Only a number is expected in reply: the number of lines below that include the word "blue".

***** RECORDS TO USE *****

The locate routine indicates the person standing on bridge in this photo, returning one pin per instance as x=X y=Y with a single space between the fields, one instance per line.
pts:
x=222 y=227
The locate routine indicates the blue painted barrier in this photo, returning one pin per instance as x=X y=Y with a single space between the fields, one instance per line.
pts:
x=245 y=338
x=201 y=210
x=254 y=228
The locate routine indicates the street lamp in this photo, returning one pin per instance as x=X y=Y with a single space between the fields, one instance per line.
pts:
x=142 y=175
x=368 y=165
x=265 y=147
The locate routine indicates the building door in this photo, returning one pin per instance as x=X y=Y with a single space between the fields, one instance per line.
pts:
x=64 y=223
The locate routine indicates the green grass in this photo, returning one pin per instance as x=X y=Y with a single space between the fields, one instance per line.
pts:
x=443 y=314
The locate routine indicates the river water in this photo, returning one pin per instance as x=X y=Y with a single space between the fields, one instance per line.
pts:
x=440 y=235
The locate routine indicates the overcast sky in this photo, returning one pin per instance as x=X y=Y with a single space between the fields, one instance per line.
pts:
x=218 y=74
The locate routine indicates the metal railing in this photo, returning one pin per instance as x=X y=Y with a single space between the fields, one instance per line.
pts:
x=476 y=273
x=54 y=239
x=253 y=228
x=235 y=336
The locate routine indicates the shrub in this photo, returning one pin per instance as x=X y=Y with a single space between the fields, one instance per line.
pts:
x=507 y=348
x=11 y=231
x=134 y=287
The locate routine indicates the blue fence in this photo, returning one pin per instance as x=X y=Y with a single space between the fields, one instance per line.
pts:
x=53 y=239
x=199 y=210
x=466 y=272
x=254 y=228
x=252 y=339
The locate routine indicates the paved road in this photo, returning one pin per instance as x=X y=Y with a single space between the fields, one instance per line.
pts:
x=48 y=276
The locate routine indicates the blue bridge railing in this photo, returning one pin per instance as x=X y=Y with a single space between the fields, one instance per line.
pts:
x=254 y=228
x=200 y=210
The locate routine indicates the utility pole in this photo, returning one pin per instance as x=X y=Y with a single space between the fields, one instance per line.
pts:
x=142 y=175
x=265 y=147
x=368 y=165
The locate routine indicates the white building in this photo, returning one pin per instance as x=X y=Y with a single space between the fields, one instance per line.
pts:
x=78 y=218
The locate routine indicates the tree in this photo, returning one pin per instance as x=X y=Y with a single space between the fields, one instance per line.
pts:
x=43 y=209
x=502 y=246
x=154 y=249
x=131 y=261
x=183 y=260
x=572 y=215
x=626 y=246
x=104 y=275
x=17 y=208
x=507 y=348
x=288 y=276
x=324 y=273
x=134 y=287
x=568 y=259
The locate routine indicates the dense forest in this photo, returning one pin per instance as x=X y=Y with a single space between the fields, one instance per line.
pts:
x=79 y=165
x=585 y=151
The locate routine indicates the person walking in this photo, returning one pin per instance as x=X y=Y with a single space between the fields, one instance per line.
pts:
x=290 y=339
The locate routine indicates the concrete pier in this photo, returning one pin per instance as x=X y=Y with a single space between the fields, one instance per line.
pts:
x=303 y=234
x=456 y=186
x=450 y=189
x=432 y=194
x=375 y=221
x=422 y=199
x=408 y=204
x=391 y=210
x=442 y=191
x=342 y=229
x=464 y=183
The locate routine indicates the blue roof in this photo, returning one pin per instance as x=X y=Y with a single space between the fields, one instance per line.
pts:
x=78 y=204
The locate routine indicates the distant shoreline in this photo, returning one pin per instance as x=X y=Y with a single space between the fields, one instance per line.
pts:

*****

ANSWER BELOW = 4